Market ignores politics; international capital keeps flowing into
industrial real estate in China
Seemingly against all odds, a huge influx of capital from the U.S. and other western countries came into China real estate during the first half of 2020. While a majority of western tenants and owneroccupiers have put their China expansion plans on hold, the amount of institutional money flowing into the country is reaching all-time highs.
In fact, despite the ongoing trade-war and Covid19, the first four months of 2020 saw a 3.52% INCREASE in overall USD foreign direct investment into China compared to the same period last year. This indicates that reduced investment in several industrial sectors, such as the automotive industry, was more than outweighed by investments flowing into others.
Billions of foreign investments flowed into China-focused real estate funds and property development companies. Examples include the setup of a USD 600 million logistics facilities joint venture between JP Morgan and Shanghai-based developer New East; a USD 200 million JV between New East and UK-based fund manager Actis; and the setup of an USD 800 million warehouse facilities JV by Australian developer and fund manager Logos along with Dutch, Canadian and middle eastern investors. Direct investments included an RMB 31.5 billion land acquisition in the Xuhui Riverside area by Hong Kong Land, the purchase of LG Twin Tower in Beijing by Singapore’s GIC Private Limited for RMB 8.46 billion, and the setup of a China headquarters in Shanghai by Allianz Real Estate.
Given the current trade-war, heated political finger-pointing, and global economic downturn, how could it be that foreign investment in China is on the rise?
While everyone tries to adapt to a ‘new normal’ in the way world works, one aspect of which is the negative interest on capital – a phenomenon that started before Covid19 – there is still a lot of money that wants to be placed where it is safe and at least somewhat productive. When analyzing investment opportunities in terms of the classic parameters of financial
risk, financial return and legal risks, institutional investors are apparently finding many current China opportunities to be quite attractive.

### [Activity 1]
In the article on foreign capital flowing into China's industrial real estate, what was the value of the logistics facilities joint venture set up between JP Morgan and New East?
### [Activity 2]
Carry on the article about foreign capital flowing into China's industrial real estate, beginning after its final sentence.

### [Dataset content]
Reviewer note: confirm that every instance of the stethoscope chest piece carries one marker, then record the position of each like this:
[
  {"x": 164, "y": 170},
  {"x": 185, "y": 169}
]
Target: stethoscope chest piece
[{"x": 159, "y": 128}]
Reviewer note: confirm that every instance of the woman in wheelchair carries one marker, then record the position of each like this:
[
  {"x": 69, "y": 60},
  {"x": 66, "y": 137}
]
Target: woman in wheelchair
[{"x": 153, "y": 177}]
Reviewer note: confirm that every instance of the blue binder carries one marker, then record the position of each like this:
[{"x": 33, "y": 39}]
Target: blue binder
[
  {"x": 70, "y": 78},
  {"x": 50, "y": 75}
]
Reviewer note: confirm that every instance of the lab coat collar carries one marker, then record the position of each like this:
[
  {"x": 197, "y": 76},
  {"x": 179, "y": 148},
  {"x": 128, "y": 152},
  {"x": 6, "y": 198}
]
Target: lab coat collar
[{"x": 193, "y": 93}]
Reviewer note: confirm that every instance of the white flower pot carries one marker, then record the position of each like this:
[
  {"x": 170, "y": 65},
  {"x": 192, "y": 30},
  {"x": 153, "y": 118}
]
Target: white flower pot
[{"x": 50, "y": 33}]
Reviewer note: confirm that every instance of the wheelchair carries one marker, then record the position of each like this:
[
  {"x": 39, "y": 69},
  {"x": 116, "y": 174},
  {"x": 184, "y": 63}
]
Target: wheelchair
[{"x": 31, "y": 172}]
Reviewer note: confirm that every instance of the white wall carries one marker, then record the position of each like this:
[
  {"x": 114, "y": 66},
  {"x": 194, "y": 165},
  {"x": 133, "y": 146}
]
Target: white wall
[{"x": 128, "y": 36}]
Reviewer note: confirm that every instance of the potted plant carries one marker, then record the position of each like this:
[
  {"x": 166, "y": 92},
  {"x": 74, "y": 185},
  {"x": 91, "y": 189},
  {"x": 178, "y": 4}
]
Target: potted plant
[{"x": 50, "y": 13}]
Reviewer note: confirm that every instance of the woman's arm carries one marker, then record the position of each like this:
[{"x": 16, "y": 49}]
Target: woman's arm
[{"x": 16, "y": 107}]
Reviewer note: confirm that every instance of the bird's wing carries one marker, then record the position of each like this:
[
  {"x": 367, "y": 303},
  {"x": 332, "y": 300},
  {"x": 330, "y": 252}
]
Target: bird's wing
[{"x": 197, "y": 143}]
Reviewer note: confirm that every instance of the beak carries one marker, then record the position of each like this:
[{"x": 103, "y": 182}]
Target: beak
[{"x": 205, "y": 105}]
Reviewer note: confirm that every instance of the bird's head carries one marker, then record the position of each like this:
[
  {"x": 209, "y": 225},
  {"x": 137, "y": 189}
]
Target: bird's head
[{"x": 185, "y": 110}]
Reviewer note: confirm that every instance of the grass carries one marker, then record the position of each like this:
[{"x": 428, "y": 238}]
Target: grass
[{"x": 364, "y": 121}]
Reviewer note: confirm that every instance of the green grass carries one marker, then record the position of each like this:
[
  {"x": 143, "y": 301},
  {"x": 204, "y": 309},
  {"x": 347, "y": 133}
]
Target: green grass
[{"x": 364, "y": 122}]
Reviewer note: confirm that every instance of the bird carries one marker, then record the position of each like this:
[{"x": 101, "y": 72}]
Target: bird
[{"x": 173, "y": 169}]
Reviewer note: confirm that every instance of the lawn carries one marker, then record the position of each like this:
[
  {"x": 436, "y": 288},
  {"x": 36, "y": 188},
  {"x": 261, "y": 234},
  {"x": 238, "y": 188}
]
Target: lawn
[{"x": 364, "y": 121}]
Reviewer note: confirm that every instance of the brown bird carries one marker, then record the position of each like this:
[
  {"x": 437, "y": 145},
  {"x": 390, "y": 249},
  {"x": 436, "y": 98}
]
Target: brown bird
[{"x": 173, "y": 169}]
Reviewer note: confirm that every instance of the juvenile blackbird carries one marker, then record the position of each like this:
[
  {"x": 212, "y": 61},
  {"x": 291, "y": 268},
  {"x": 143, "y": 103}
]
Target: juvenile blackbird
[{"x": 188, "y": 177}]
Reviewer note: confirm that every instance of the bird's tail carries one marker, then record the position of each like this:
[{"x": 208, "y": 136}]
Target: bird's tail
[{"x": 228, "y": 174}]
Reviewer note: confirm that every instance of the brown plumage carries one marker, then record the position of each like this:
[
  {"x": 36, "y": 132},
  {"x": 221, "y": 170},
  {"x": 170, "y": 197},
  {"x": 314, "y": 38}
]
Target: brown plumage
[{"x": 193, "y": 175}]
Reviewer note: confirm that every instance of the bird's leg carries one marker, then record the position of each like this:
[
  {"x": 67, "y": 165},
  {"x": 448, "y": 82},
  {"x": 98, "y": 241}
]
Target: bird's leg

### [Task answer 1]
USD 600 million.

### [Task answer 2]
China is now the only active large market for a number of international businesses. The nation seems to have largely brought Covid19 under control as a result of its decisive government actions, production recommenced for the most part in March or April, and consumers are spending money both online and off. In industries like wellness, cosmetics,
healthcare, beauty, med-tech, biotechnology, semi-conductors, artificial intelligence, industry 4.0 and others, demand for goods, services and talent remains on the rise. For these reasons, China presents opportunities for a multitude of businesses.
The world around us is changing faster than most of us would like, but certain things seem to never change, one being the law of supply-and-demand. Multinational companies may accelerate diversification of their global production footprint in the coming years by setting up additional factories in locations such as Vietnam, India, Cambodia or Indonesia. Yet China will remain competitive as a sourcing and production base, and of
course will remain a massive market to sell into as well. From this standpoint, it is perhaps not very surprising that foreign investment flows into China industrial real estate showed a y-o-y increase for early 2020.
For the second half of 2020 we expect to see:
1) A continued influx of institutional money into Chinese real estate, in particular into logistics and other industrial spaces as well as office projects
2) On the occupier side we will see a number of firms backsourcing production of certain critical components to their home countries.
3) Many firms will double down on their activities in the China market, which for quite a few companies has already become the only remaining source of substantial revenues.